▶ [Written instruction] Copy the items again, requests included, from the first line through the line with "10], [9, 171]]]", both included. Multiply every coordinate in the answers by 2.3 and round it to a whole number, with halves going up. Leave the numbers in the requests and their samples as they are.

▶ [Available data]
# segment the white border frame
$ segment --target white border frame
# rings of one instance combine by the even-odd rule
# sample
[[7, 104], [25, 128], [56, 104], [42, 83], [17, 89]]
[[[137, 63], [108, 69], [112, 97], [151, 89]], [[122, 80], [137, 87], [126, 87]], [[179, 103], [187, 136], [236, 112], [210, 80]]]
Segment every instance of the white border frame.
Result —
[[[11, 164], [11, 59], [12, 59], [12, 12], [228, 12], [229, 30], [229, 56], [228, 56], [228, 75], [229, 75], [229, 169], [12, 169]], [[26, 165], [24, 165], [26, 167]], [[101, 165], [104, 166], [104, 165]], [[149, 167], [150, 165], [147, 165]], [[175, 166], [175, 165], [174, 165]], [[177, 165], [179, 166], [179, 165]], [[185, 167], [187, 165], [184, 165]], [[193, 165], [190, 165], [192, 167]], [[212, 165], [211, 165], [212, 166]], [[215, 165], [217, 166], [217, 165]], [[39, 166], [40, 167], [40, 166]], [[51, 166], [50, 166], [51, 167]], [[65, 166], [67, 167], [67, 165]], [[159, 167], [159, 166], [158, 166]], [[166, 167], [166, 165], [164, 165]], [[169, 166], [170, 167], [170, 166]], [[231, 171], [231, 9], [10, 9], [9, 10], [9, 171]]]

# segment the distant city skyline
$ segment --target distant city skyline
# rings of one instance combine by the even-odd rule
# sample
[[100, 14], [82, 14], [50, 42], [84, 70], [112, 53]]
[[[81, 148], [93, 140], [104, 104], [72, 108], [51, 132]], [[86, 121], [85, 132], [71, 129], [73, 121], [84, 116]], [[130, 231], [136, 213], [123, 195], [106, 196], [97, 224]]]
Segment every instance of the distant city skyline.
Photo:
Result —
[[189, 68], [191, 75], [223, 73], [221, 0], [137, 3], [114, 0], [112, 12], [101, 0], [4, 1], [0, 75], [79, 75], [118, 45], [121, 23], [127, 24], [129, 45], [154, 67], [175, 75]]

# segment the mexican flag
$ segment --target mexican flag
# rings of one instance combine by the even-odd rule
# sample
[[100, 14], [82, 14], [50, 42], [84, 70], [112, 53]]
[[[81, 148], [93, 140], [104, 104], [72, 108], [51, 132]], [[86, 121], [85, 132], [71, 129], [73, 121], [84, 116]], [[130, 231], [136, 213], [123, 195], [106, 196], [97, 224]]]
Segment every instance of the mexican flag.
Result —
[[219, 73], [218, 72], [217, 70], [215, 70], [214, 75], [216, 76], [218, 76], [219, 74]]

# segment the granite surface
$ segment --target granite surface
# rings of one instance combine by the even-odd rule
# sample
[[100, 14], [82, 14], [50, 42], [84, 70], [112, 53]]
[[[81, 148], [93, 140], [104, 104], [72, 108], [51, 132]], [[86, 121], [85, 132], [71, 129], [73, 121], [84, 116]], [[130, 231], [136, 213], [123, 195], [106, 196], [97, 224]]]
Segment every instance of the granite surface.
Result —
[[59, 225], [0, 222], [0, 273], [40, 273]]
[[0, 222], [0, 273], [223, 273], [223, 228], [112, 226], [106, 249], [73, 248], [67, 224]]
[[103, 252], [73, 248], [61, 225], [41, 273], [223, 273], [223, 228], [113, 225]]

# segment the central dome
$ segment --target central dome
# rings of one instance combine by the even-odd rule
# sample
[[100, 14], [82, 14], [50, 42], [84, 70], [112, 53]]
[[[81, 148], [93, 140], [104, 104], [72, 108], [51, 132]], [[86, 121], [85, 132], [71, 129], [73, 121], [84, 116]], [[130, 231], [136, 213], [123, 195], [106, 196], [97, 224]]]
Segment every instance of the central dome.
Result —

▶ [Full output]
# segment the white border frame
$ segment --target white border frame
# rings of one instance combine by the even-odd rule
# sample
[[7, 104], [25, 128], [56, 104], [42, 83], [17, 89]]
[[[137, 63], [108, 69], [112, 97], [151, 89]], [[122, 80], [137, 87], [126, 87]], [[179, 103], [187, 136], [236, 112], [210, 80]]]
Segment every instance of the white border frame.
Result —
[[[25, 377], [25, 136], [28, 136], [28, 28], [524, 28], [527, 69], [527, 129], [524, 129], [524, 173], [527, 173], [527, 389], [28, 389]], [[60, 380], [55, 380], [60, 384]], [[232, 380], [239, 382], [239, 380]], [[343, 384], [345, 380], [338, 380]], [[403, 382], [403, 380], [400, 380]], [[407, 380], [412, 382], [412, 380]], [[426, 384], [430, 380], [423, 380]], [[444, 380], [437, 380], [442, 384]], [[488, 380], [485, 380], [488, 382]], [[495, 380], [499, 382], [499, 380]], [[90, 382], [92, 384], [92, 382]], [[117, 382], [115, 382], [117, 384]], [[150, 382], [154, 384], [154, 380]], [[366, 384], [366, 382], [363, 382]], [[382, 384], [382, 380], [377, 380]], [[389, 382], [391, 384], [391, 382]], [[531, 393], [531, 21], [23, 21], [21, 23], [21, 393]]]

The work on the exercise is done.